- TAREA ASIGNADA 1
Según el texto mostrado, ¿quién trataba de limpiarle la sangre del rostro a Collins?
- TAREA ASIGNADA 2
Transcriba literalmente el pasaje del texto mostrado que comienza con "Resto celebró lo" y continúa hasta "en un hervidero.".
┌─ TEXTO MOSTRADO
Resto celebró lo que iba a ser un triunfo cantado en las tarjetas. La cara de Billy era la de un hombre que se había mantenido de pie gracias a su entereza y a su preparación física. Con los pómulos y la frente notablemente inflamados, las cejas cortadas y sangre en su boca, Collins recibió el consuelo de su padre, que intentaba limpiarle la sangre de su rostro sin entender lo que había pasado en el ring en esos 30 minutos inesperados. Nadie lo sabía. Hasta unos segundos después, cuando el escenario se transformaría en un hervidero.
└─
┌─ DATOS REGISTRADOS
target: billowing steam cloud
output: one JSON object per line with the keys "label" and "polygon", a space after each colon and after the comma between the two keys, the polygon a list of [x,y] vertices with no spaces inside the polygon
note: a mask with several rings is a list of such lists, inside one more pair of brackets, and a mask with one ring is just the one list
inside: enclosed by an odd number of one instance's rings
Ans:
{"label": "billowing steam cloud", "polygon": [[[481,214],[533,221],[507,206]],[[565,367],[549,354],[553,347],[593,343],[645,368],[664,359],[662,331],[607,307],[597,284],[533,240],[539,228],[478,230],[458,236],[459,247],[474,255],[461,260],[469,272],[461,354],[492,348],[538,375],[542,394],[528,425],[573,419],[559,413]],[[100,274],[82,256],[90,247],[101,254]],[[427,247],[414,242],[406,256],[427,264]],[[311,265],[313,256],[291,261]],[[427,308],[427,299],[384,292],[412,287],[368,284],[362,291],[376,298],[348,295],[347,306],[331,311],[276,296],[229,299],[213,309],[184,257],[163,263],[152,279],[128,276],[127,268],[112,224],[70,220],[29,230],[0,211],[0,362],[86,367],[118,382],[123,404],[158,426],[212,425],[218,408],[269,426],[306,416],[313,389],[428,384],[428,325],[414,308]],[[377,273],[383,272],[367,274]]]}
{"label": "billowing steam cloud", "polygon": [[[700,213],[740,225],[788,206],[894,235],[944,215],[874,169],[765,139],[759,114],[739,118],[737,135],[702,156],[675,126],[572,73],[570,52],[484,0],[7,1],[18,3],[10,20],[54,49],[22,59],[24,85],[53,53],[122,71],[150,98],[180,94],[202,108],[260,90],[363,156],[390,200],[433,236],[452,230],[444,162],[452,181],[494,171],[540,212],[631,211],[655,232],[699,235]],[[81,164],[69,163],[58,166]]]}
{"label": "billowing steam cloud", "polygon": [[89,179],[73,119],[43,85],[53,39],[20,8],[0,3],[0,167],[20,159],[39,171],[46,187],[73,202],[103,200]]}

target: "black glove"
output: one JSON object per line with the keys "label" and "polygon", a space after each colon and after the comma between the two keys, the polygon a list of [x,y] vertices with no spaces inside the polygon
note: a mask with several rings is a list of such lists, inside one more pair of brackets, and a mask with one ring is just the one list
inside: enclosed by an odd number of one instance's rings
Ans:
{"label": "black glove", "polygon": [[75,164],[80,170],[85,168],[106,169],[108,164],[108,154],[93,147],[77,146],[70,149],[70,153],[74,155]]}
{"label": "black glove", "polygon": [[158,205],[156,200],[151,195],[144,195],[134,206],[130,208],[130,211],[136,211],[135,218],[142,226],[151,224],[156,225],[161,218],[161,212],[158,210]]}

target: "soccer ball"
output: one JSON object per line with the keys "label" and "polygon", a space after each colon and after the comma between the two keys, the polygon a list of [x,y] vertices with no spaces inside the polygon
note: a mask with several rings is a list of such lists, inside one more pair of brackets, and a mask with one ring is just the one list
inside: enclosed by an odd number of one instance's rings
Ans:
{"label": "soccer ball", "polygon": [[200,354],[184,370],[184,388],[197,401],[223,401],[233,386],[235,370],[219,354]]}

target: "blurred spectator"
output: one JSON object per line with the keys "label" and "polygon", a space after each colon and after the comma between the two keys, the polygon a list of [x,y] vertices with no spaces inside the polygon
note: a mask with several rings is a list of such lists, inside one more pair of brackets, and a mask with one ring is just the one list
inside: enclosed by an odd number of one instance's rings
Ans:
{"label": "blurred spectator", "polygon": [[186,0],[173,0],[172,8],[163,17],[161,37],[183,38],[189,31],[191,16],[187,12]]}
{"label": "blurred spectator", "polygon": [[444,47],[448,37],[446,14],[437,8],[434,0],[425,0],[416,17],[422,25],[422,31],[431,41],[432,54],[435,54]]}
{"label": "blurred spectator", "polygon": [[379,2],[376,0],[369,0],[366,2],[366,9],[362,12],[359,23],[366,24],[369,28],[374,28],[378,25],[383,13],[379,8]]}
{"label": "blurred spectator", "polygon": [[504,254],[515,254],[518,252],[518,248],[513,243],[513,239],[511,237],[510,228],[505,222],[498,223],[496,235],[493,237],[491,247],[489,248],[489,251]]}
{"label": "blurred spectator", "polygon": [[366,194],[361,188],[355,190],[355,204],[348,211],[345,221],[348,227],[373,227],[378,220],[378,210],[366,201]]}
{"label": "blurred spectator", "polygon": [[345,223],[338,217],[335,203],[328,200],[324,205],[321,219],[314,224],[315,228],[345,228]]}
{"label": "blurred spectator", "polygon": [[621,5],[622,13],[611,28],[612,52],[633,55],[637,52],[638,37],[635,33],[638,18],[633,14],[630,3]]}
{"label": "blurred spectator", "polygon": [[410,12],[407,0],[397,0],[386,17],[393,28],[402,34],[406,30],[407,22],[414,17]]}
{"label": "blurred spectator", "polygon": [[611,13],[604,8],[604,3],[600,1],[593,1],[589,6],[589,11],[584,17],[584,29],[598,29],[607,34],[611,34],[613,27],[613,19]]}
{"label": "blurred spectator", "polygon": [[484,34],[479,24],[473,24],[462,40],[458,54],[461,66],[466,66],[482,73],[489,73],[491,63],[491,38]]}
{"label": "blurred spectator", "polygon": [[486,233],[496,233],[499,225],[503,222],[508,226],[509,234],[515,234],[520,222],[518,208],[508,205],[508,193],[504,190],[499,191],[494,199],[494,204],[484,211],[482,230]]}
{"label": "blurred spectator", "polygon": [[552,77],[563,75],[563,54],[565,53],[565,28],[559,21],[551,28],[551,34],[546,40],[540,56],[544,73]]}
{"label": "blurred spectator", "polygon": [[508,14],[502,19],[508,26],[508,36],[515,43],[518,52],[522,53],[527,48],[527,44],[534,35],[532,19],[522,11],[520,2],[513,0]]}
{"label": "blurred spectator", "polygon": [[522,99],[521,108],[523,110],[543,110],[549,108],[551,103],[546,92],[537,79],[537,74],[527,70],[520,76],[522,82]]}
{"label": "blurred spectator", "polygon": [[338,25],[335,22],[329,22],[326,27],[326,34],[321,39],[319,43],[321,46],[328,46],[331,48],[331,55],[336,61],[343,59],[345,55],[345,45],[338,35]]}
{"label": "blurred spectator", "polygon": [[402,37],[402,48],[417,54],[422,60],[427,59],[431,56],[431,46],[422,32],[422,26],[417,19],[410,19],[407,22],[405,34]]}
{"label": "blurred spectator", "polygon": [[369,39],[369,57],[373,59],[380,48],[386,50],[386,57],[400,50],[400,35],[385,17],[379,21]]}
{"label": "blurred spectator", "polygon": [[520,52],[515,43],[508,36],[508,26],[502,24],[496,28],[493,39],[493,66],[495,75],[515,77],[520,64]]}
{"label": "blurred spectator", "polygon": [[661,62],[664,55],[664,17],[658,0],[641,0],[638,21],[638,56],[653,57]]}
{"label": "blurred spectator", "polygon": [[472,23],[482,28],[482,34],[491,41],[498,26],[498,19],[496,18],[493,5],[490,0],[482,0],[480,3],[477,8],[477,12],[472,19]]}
└─
- CASILLA DE RESPUESTA 1
Su padre.

- CASILLA DE RESPUESTA 2
Resto celebró lo que iba a ser un triunfo cantado en las tarjetas. La cara de Billy era la de un hombre que se había mantenido de pie gracias a su entereza y a su preparación física. Con los pómulos y la frente notablemente inflamados, las cejas cortadas y sangre en su boca, Collins recibió el consuelo de su padre, que intentaba limpiarle la sangre de su rostro sin entender lo que había pasado en el ring en esos 30 minutos inesperados. Nadie lo sabía. Hasta unos segundos después, cuando el escenario se transformaría en un hervidero.